▶ WHAT THE TASK REQUIRES
Repeat each entry exactly and drop the pictures.

▶ DATA SUPPLIED
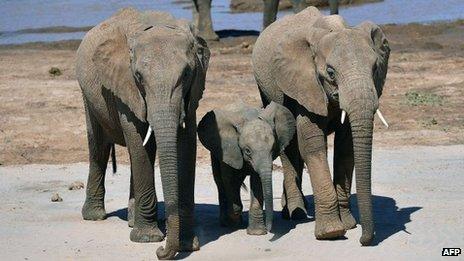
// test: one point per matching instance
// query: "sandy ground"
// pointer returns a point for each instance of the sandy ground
(418, 203)
(417, 167)
(42, 116)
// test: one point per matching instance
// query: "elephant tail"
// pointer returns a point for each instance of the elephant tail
(113, 158)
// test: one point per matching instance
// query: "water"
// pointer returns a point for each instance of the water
(18, 15)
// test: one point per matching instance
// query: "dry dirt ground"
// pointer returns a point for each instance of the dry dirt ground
(418, 186)
(42, 117)
(418, 203)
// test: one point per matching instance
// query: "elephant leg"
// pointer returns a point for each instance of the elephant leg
(270, 12)
(293, 203)
(131, 204)
(187, 153)
(232, 180)
(202, 18)
(333, 4)
(142, 161)
(313, 148)
(216, 166)
(343, 173)
(99, 151)
(298, 5)
(256, 216)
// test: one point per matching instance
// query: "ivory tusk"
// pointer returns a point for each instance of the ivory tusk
(147, 137)
(382, 118)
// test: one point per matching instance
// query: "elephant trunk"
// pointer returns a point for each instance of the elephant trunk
(360, 105)
(165, 125)
(266, 181)
(362, 146)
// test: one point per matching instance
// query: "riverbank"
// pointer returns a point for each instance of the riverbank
(42, 118)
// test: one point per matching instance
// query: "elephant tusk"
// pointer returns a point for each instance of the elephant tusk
(147, 137)
(382, 118)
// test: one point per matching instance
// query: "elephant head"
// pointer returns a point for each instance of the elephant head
(346, 66)
(248, 135)
(156, 66)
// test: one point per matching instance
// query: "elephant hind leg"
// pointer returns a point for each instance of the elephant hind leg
(343, 174)
(99, 151)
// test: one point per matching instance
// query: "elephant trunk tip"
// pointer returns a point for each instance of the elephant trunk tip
(165, 253)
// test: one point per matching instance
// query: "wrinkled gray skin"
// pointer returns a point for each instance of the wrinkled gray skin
(138, 70)
(202, 14)
(317, 66)
(245, 141)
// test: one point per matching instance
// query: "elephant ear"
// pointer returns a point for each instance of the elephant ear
(283, 122)
(112, 62)
(382, 48)
(295, 74)
(218, 132)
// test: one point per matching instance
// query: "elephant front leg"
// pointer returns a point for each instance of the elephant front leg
(313, 148)
(270, 12)
(99, 151)
(293, 203)
(187, 152)
(142, 159)
(256, 225)
(131, 204)
(343, 173)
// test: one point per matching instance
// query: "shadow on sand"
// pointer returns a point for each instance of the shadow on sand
(236, 33)
(389, 220)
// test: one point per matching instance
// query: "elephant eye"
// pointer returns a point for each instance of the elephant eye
(331, 72)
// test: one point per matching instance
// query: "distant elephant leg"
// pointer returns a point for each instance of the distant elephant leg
(343, 173)
(333, 4)
(187, 154)
(202, 18)
(298, 5)
(256, 216)
(313, 149)
(99, 151)
(142, 159)
(217, 175)
(232, 180)
(293, 203)
(130, 206)
(270, 12)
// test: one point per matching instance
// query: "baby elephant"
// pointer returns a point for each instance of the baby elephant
(245, 141)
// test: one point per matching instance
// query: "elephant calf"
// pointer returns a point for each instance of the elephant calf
(144, 72)
(244, 141)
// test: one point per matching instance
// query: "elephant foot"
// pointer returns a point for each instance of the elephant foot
(256, 230)
(209, 36)
(329, 227)
(297, 213)
(231, 221)
(347, 219)
(130, 212)
(146, 235)
(188, 245)
(93, 211)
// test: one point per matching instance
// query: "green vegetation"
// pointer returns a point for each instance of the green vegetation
(416, 98)
(54, 71)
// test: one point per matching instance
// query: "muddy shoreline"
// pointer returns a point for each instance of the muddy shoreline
(42, 117)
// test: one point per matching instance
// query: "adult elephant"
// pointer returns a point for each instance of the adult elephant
(202, 14)
(323, 71)
(138, 72)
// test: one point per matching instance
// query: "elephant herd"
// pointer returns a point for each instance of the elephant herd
(142, 75)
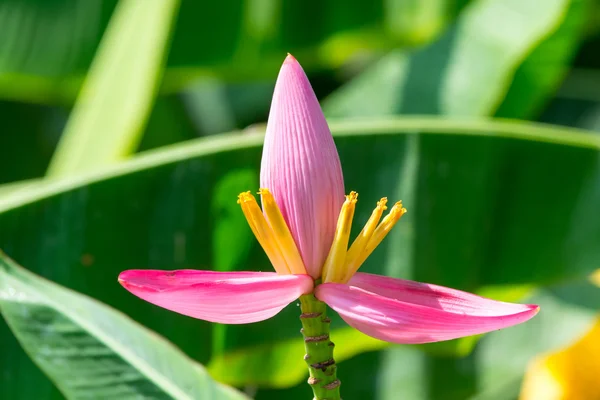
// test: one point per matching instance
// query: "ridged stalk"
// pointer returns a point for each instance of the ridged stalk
(319, 349)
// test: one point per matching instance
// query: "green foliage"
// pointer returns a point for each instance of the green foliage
(506, 209)
(157, 201)
(92, 351)
(121, 84)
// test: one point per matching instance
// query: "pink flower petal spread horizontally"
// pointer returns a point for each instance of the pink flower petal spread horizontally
(304, 227)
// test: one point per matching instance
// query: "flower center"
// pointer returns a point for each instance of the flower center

▶ RESULT OF THIS TASK
// test: one point per matching instance
// query: "sandy ground"
// pointer returns a point for each instance of the sandy ground
(418, 203)
(417, 167)
(42, 116)
// test: one point per matching instance
// query: "elephant tail"
// pointer returns a point for each instance of the elephant tail
(113, 158)
// test: one point per matching instance
// query: "water"
// pointer returns a point for each instance of the water
(18, 15)
// test: one point per matching instance
// query: "dry dirt ground"
// pointer returns a point for each instance of the dry dirt ground
(418, 186)
(42, 117)
(418, 203)
// test: one point per matching instance
// query: "elephant leg"
// pointer returns a point for each instance of the elephant leg
(270, 12)
(293, 203)
(131, 204)
(187, 153)
(232, 180)
(202, 18)
(333, 4)
(142, 161)
(313, 148)
(216, 166)
(343, 173)
(99, 151)
(298, 5)
(256, 216)
// test: one point per matching instance
// query: "ivory tusk"
// pointer returns a point for each instance of the ivory tusk
(147, 137)
(382, 118)
// test: one point per matching instance
// query: "elephant trunk"
// pointer returns a point for each instance of the elephant trunk
(360, 105)
(165, 125)
(266, 181)
(362, 146)
// test: one point per matching instance
// query: "riverbank"
// pointer returns a point for each instance of the riverbank
(42, 118)
// test: one point per matching instance
// query: "elephant tusk"
// pointer returns a point for each instance of the elephant tusk
(147, 137)
(382, 118)
// test: one point per matching instance
// query: "elephant head"
// pointer returns a point for each instance of the elephant head
(346, 66)
(248, 135)
(156, 66)
// test: one point per matching instance
// query: "elephant hind leg"
// pointer returns a point for each instance of the elephant hind leg
(343, 174)
(99, 151)
// test: one point per matching instance
// query: "elephant trunk tip"
// pointer returns a point for each instance of the elephant trunk tip
(165, 253)
// test: one point per matching instance
// query: "wrinkled gray skin"
// pointer returns a point for each instance of the wrinkled gray skin
(138, 70)
(202, 14)
(317, 66)
(245, 141)
// test: one point per matching instance
// query: "elephant ear"
// pointer returns a point for each instance of the elephant ear
(283, 122)
(112, 62)
(382, 48)
(295, 74)
(218, 132)
// test: one point per matching instance
// query: "elephant front leg"
// pointer returns a point for each instance of the elephant front leg
(313, 148)
(270, 12)
(99, 151)
(293, 203)
(187, 152)
(142, 159)
(256, 225)
(131, 204)
(343, 173)
// test: one point per matching instance
// query: "shadow on sand"
// pointer returns a point for each instance of the shadow on sand
(236, 33)
(389, 220)
// test: one point per matching instance
// query: "elephant eye"
// pointer returns a point for each instance of the elephant eye
(331, 72)
// test: one point per matching instance
// query: "distant elephant leg"
// pointer returns a point for each instance of the distant elephant leg
(343, 173)
(333, 4)
(187, 154)
(202, 18)
(298, 5)
(256, 216)
(313, 149)
(99, 151)
(142, 159)
(217, 175)
(232, 180)
(293, 203)
(130, 206)
(270, 12)
// test: one point per matching instance
// query: "baby elephant"
// pointer returns a point for each instance of the baby elephant
(245, 141)
// test: one point per matching instance
// query: "elephant calf"
// pointer returns a point for each instance of the elephant calf
(144, 72)
(244, 141)
// test: one point per matching instance
// query: "elephant foot"
// pointer returns a point for each instance of the elephant foot
(256, 230)
(209, 36)
(329, 227)
(297, 213)
(231, 221)
(347, 219)
(130, 212)
(146, 235)
(188, 245)
(93, 211)
// test: one point per matching instance
// query: "green vegetation"
// pointer returns a point for each instance of the green vegetation
(416, 98)
(54, 71)
// test: one point per matching instance
// query: "muddy shoreline"
// pointer returns a point for each instance of the muddy shoreline
(42, 117)
// test: one point per matching instance
// query: "adult elephant"
// pointer returns a point for each instance of the adult elephant
(202, 14)
(323, 71)
(138, 72)
// test: one point per matching instance
// query: "elephant herd"
// pointer returns a point for each instance of the elephant herd
(142, 75)
// test: one point per matching instance
// query: "ridged stalk"
// pointer returns a point for each instance of the ridged stalk
(319, 349)
// test: one point per matching instance
// query: "green foliage"
// pointer returns a point for each instance of the green foliage
(506, 209)
(157, 201)
(92, 351)
(121, 84)
// test: one point per matching instance
// query: "pink flower petal spread horizontally"
// pointer returns a point for each instance of the pink flower petal spread horizontally
(304, 227)
// test: one point per matching instance
// query: "flower center"
// pointer returns a point for each instance of the flower center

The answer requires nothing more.